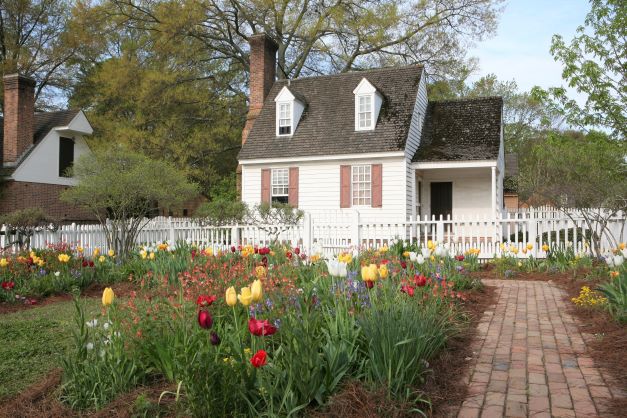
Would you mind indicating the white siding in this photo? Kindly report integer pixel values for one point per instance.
(472, 190)
(413, 138)
(319, 186)
(42, 164)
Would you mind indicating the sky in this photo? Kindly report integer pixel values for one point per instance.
(520, 49)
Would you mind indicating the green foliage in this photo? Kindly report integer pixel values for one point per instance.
(593, 65)
(574, 171)
(33, 341)
(99, 368)
(121, 188)
(616, 293)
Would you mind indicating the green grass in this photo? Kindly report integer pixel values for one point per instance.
(32, 342)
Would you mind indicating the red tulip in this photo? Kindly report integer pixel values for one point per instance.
(420, 280)
(259, 359)
(260, 327)
(205, 300)
(204, 319)
(408, 289)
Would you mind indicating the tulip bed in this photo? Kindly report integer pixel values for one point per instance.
(268, 331)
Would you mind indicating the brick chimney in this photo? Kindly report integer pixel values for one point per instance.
(262, 63)
(262, 75)
(19, 115)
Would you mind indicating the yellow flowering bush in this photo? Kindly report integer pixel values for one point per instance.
(588, 297)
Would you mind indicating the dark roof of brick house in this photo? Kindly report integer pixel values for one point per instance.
(465, 129)
(44, 123)
(327, 125)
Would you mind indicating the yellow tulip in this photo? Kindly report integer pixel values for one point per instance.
(383, 271)
(245, 296)
(257, 290)
(369, 273)
(107, 296)
(231, 296)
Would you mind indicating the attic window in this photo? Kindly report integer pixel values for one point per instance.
(364, 113)
(285, 119)
(66, 156)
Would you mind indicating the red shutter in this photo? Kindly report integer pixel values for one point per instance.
(292, 195)
(377, 180)
(345, 186)
(265, 185)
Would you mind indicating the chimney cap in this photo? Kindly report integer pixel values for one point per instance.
(15, 79)
(263, 37)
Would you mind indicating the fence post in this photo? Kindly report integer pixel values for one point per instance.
(307, 233)
(172, 240)
(533, 234)
(235, 238)
(355, 238)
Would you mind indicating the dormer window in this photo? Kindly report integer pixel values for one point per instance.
(285, 119)
(288, 112)
(368, 103)
(364, 115)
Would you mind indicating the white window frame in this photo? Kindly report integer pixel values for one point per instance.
(285, 119)
(363, 111)
(361, 181)
(279, 181)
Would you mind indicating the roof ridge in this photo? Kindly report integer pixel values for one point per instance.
(367, 71)
(466, 99)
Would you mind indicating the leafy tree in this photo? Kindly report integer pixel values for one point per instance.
(583, 175)
(122, 188)
(524, 116)
(595, 64)
(323, 36)
(36, 40)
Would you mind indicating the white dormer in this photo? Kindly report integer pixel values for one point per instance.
(288, 112)
(367, 105)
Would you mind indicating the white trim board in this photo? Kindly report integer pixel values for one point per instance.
(372, 155)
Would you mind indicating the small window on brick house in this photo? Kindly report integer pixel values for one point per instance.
(66, 156)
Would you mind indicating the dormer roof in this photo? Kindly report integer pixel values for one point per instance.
(327, 125)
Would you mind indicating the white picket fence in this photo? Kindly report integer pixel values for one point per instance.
(336, 231)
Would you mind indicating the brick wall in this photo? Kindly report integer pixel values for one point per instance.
(23, 195)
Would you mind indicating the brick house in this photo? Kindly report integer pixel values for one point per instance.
(368, 141)
(37, 148)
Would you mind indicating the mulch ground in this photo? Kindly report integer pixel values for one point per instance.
(608, 347)
(121, 289)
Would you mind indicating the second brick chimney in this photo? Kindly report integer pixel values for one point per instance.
(262, 75)
(19, 115)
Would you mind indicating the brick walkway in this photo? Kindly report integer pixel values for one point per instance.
(530, 359)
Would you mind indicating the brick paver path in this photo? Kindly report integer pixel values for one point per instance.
(530, 359)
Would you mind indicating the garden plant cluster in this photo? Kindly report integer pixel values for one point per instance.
(269, 330)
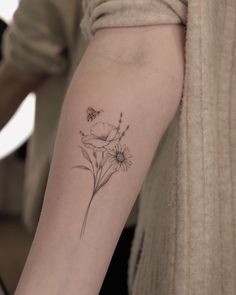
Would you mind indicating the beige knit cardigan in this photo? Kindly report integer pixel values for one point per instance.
(185, 240)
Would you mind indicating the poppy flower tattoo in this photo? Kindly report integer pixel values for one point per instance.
(105, 155)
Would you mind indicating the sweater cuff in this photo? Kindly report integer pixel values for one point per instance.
(120, 13)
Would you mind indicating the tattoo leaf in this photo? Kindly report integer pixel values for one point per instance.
(85, 154)
(105, 180)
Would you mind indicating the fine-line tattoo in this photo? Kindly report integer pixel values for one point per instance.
(105, 155)
(92, 113)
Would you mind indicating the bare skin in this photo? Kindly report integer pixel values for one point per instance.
(136, 72)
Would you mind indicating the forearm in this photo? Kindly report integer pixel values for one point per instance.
(135, 76)
(15, 85)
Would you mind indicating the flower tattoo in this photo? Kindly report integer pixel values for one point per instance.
(105, 155)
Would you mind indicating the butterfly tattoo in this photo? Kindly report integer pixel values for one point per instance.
(92, 113)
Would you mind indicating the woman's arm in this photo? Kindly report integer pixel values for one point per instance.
(121, 100)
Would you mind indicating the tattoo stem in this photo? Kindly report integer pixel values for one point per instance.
(86, 216)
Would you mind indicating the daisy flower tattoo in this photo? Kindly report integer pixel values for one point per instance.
(105, 155)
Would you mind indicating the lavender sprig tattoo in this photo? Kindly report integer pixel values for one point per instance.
(105, 155)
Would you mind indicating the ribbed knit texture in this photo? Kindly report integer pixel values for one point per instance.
(185, 240)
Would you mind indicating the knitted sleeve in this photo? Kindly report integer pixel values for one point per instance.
(117, 13)
(35, 39)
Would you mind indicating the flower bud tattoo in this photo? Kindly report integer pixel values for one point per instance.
(105, 153)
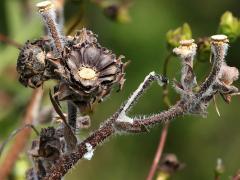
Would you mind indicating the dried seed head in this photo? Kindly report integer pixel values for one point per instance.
(219, 38)
(87, 73)
(31, 63)
(90, 70)
(228, 74)
(187, 49)
(219, 45)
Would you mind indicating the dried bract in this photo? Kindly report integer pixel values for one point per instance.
(31, 63)
(87, 71)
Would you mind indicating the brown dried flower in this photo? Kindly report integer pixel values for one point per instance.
(87, 70)
(31, 63)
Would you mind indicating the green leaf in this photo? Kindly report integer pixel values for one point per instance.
(230, 26)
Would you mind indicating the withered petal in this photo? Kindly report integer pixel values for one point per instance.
(91, 55)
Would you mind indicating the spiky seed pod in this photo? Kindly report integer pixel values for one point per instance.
(31, 63)
(90, 71)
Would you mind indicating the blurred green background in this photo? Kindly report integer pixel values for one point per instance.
(197, 141)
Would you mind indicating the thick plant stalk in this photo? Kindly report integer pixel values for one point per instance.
(46, 9)
(196, 103)
(21, 139)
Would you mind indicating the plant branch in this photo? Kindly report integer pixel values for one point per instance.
(163, 135)
(23, 136)
(9, 41)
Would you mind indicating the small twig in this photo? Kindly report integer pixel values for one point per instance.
(46, 9)
(9, 41)
(158, 155)
(163, 135)
(189, 104)
(22, 137)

__WHAT THE EXERCISE ASKS__.
Print each line from the one containing "Would you mind indicating the daisy" through the last line of the listing, both included, exactly and with no pictures.

__ANSWER BELOW__.
Would you mind indicating the daisy flower tattoo in this photo? Kindly report integer pixel values for one point per instance.
(105, 155)
Would you mind indicating the lavender sprig tattoo in this photo? Kindly report integer pixel values for one point per instance.
(105, 155)
Would you mind indicating the ribbed knit texture in this photo? Kindly report integer pixel values for one point per instance.
(185, 240)
Would you mind indicating the knitted sleeve in this photo? Kindly report integer pixel values for one point per instance.
(117, 13)
(35, 39)
Would you mind indicating the flower bud tattoo in this photo? Kindly report integer pixel values for one point per instance.
(105, 153)
Would you mind indicating the dried seed head in this photo? Kindly report integer pixel values for one point per instance.
(219, 38)
(87, 73)
(31, 63)
(90, 70)
(228, 74)
(187, 49)
(219, 45)
Would you mind indicating the dried bract in this photo? Kindly report integer pixel values for one point per instance.
(31, 63)
(87, 71)
Would you mind indicating the brown dried flower in this photo? Kindly report integer pixel values for one point per instance.
(87, 70)
(31, 63)
Would you mind indicating the green leaf in this photo? Kindly report integer pixel values for one point per instance.
(230, 26)
Would you mind indicating the withered petal in this photo? Kindly report integer pixel values for one point per instance.
(91, 55)
Would you mind indicating the spiky seed pod in this photo? Kindly report integer pixel values for one point per instance.
(31, 63)
(90, 71)
Would you mind indicating the blurred green background in this photo? Kindly report integer pixel values for one point per instance.
(197, 141)
Would you mind indicating the thick plant stalk in this photo? Kindly report integer pixel values for one point per instance.
(46, 9)
(196, 103)
(21, 139)
Would you mind indicating the plant branch in this photo? Kindly report integer pixel values for one point per instance.
(163, 135)
(23, 136)
(9, 41)
Would you mind indicating the small twig in this photo? Kindly report integer pixel values for one point per instance.
(46, 9)
(9, 41)
(158, 155)
(163, 135)
(189, 104)
(22, 137)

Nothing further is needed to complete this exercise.